──────── EXTRACT TO READ
Six Feet Under was never just about the Fisher family-run funeral home. It was about all those things we hold just below the surface; presented with a slick sense of humor, a dash of surreal ridiculousness (those parody commercials!), and a side of dreamy visuals often featuring actual dream sequences.

The message was blunt: death doesn’t wait. It just happens whether we’re ready or not, and it’s the mess around it where the most visceral, emotional living can happen. The heavily character-driven drama unflinchingly dove into that messiness, even winning a Peabody Award during its first year for the show’s “unsettling yet powerfully humane explorations of life and death.”

That unsettling tone was achieved through Six Feet Under’s distinct California-hued aesthetic, raw and unapologetic characterizations delivered by an incredible cast, smart writing, directing, cinematography and effects — all working in synergistic harmony to unforgettable results that garnered 166 nominations in categories across the board (including Outstanding Drama Series, directing, writing, and noms for each of the main cast), 61 overall wins — nine of which were Primetime Emmy® Awards — and a Golden Globe® for Best Drama Series.
────────────────
──────── EXTRACTED RECORDS
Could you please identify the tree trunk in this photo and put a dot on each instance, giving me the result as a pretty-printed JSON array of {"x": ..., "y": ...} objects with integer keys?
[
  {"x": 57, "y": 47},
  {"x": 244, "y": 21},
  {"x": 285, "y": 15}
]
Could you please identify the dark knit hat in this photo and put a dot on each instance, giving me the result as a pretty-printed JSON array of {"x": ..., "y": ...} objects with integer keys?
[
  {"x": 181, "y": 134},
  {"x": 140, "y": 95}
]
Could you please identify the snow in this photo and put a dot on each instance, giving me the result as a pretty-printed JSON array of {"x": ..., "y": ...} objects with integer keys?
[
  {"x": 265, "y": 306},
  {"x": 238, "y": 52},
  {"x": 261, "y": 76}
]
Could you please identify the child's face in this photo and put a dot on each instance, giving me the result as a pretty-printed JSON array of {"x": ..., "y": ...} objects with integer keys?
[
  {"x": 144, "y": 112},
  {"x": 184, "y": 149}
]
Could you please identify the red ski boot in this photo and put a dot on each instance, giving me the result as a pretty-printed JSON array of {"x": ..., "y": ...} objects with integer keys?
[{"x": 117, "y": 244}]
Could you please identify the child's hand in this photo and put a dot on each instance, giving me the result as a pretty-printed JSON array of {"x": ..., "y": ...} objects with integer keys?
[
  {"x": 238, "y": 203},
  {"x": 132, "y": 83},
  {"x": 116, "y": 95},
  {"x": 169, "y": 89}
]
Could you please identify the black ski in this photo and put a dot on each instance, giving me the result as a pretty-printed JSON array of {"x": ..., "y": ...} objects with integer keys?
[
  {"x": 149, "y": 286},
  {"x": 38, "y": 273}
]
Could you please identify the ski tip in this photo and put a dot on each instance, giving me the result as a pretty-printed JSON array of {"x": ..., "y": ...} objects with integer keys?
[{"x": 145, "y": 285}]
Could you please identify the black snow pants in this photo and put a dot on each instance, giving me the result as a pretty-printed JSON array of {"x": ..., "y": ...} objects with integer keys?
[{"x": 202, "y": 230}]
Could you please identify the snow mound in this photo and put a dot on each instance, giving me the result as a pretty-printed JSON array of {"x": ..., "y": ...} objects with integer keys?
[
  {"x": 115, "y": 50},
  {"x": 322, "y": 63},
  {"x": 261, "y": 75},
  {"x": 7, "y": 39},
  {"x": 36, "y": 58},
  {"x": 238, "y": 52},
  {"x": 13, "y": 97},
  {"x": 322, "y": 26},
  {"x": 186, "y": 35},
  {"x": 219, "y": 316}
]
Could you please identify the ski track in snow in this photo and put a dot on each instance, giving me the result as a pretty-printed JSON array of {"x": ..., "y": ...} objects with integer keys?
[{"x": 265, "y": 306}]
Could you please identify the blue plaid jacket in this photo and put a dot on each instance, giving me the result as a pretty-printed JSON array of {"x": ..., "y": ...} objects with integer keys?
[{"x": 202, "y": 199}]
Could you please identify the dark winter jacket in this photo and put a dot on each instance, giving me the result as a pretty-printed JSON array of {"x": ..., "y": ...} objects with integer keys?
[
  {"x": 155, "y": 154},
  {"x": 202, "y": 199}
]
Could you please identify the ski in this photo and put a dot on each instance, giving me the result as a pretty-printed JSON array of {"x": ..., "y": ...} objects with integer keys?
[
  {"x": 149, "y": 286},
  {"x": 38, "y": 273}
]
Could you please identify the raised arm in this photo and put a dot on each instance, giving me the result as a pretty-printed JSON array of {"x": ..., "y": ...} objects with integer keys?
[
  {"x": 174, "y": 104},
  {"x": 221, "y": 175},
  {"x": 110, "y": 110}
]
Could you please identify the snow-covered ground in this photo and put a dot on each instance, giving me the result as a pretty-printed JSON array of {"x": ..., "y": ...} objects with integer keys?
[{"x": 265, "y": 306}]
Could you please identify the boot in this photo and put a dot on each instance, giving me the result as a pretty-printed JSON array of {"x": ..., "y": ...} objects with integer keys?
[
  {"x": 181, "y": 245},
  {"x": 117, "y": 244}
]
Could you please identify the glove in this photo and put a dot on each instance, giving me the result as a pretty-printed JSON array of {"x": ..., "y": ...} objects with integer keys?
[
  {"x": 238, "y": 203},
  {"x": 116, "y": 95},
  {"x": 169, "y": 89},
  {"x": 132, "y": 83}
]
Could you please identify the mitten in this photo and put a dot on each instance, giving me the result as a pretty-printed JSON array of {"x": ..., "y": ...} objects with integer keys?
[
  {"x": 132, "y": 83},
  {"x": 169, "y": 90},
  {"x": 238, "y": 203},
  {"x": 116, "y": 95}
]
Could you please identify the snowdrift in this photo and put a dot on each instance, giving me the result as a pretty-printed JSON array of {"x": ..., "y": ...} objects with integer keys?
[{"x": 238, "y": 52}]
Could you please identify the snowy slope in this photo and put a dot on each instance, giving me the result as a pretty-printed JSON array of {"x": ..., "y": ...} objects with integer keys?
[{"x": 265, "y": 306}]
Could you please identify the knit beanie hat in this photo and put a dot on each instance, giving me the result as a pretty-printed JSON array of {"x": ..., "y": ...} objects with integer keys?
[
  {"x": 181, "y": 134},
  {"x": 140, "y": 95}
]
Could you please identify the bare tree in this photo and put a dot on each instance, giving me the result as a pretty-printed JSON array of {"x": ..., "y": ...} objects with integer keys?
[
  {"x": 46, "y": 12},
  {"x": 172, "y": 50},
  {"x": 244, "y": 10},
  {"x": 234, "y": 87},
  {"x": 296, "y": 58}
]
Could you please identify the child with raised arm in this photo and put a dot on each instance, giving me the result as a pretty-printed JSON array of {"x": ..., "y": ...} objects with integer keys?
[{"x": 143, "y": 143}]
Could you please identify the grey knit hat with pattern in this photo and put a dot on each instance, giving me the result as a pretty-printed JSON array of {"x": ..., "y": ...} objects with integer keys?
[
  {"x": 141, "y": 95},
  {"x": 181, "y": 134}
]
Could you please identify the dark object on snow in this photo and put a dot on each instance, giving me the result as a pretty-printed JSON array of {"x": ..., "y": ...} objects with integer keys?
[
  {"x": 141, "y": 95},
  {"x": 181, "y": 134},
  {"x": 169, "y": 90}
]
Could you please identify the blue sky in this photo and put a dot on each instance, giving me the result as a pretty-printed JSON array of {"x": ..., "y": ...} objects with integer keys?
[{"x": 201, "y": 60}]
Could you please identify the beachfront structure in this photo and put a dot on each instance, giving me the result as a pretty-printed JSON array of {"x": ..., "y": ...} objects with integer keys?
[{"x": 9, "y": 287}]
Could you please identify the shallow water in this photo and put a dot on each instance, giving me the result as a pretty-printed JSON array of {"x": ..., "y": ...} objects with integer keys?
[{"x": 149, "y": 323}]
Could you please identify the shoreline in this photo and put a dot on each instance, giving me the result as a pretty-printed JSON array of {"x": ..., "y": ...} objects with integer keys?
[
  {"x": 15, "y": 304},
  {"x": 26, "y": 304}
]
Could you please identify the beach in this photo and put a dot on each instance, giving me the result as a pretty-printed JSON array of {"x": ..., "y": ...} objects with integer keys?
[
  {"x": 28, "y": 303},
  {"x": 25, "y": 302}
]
────────────────
## REQUESTS
**a.** In the Six Feet Under text, what award did the show win during its first year?
**b.** List the nomination categories that the Six Feet Under text names in parentheses.
**c.** Copy word for word the part of the Six Feet Under text that opens with the words "Six Feet Under was" and closes with "actual dream sequences.".
Answer from the text about Six Feet Under alone.

## OUTPUTS IN ORDER
**a.** A Peabody Award.

**b.** Outstanding Drama Series; directing; writing; each of the main cast.

**c.**
Six Feet Under was never just about the Fisher family-run funeral home. It was about all those things we hold just below the surface; presented with a slick sense of humor, a dash of surreal ridiculousness (those parody commercials!), and a side of dreamy visuals often featuring actual dream sequences.